Always on the search for new locations offering dramatic landscapes, and being a big fan of geologic oddities, I was drawn to Bisti’s beauty many years ago after seeing some photos of it in a magazine. However, it wasn’t until this spring that I had my first opportunity to visit and photograph this wonderful wilderness. I had put off visiting this and other sites in New Mexico to photograph other more famous Southwest icons, such as Zion, Arches, Joshua Tree, and the beautiful Sonoran Desert, to name a few. So it was with great excitement that on this trip I was finally going to see one of the greatest concentrations of badlands in the Southwest.
Bisti Badlands doesn’t flaunt it’s beauty like many of the well known and sought after locations in the SW. It’s one of those places where you’ll drive for miles on empty roads in a seemingly desolate landscape. Only to arrive and wonder what the big deal is and where is all the scenery? It’s true that the Bisti Wilderness is in an arid, dusty, nearly flat and featureless high plain. Arriving at the main parking area you are greeted by not much more than a wide dry wash framed by a few interesting hillsides. But there is much more to see.
Like many hidden wilderness gems you have to get out and do some legwork. It’s easy to spend the day exploring hidden canyons buttes and washes. This is where doing your homework and researching literature maps and photos comes into play. There are several key areas of interest to discover. However, without some clues as to where they are you can spend many hours wandering about. These days many people rely on GPS technology to guide them quickly to the best spots. However, I feel this really takes away from that satisfying experience of discovering something on your own.
_____
▶ Required task A: Which Southwest icons does the Bisti Badlands passage list as places the writer photographed instead of visiting New Mexico sooner?
▶ Required task B: Can you carry the Bisti Badlands passage on from its last sentence?

▶ Dataset section:
_____
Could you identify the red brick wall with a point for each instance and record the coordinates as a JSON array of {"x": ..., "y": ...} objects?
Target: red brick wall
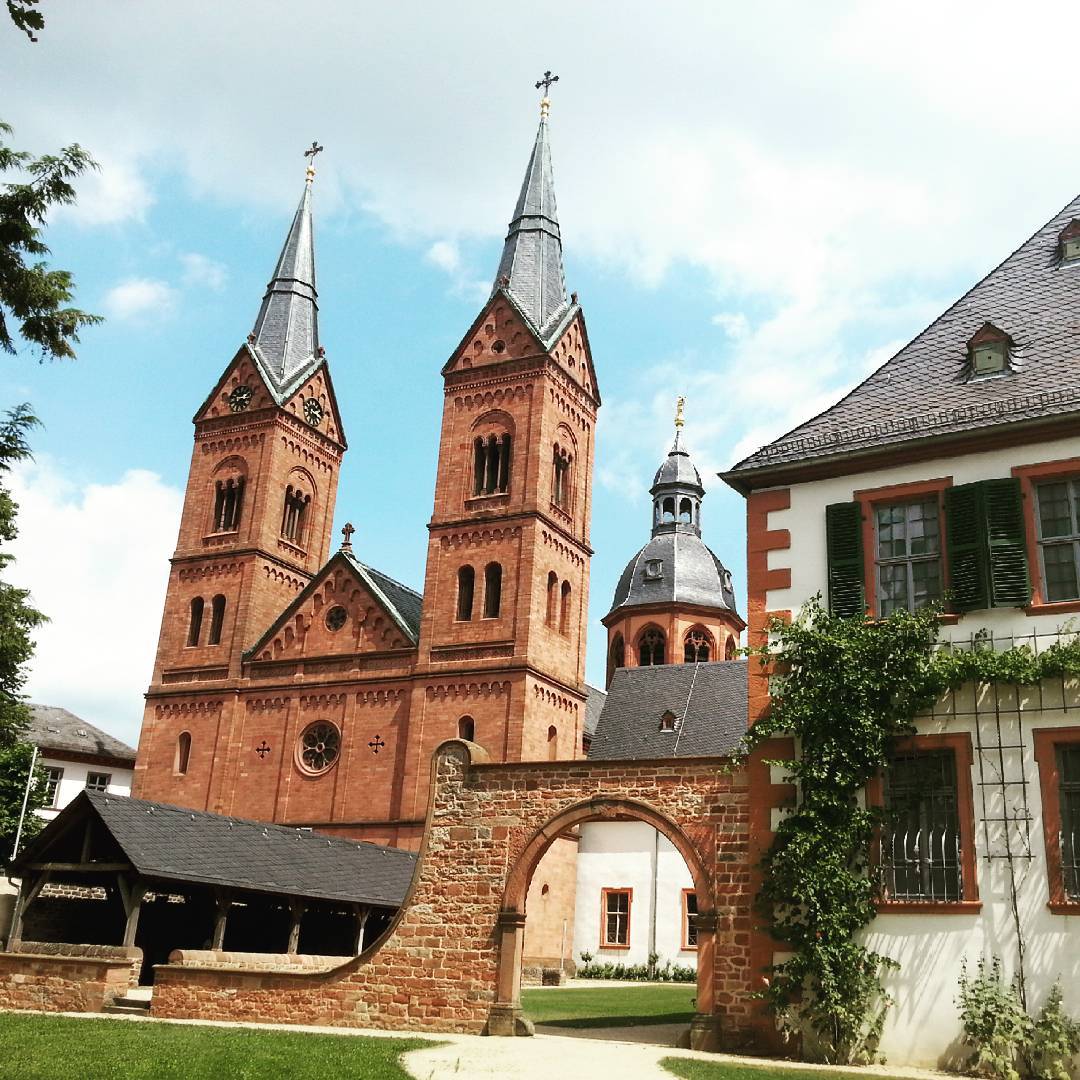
[{"x": 437, "y": 968}]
_____
▶ Right answer A: Zion, Arches, Joshua Tree, and the Sonoran Desert.

▶ Right answer B:
Another way in which Bisti Badlands keeps it secrets is the light. You can wander about for days checking out all the best the Bisti has to see. Although if all your time is spent during the middle of the day, you’ll miss out on the real magic. I was incredibly fortunate on my first trip to encounter some truly spectacular lighting conditions which made the badlands come alive with just about every adjective in the book. On my second day the weather was very cold and windy, with a solid grey sky that made even the most interesting hoodoos look dull and lifeless. Like a good photographer, I stuck it out and spent the time exploring and lining up compositions for when and if conditions were more favorable.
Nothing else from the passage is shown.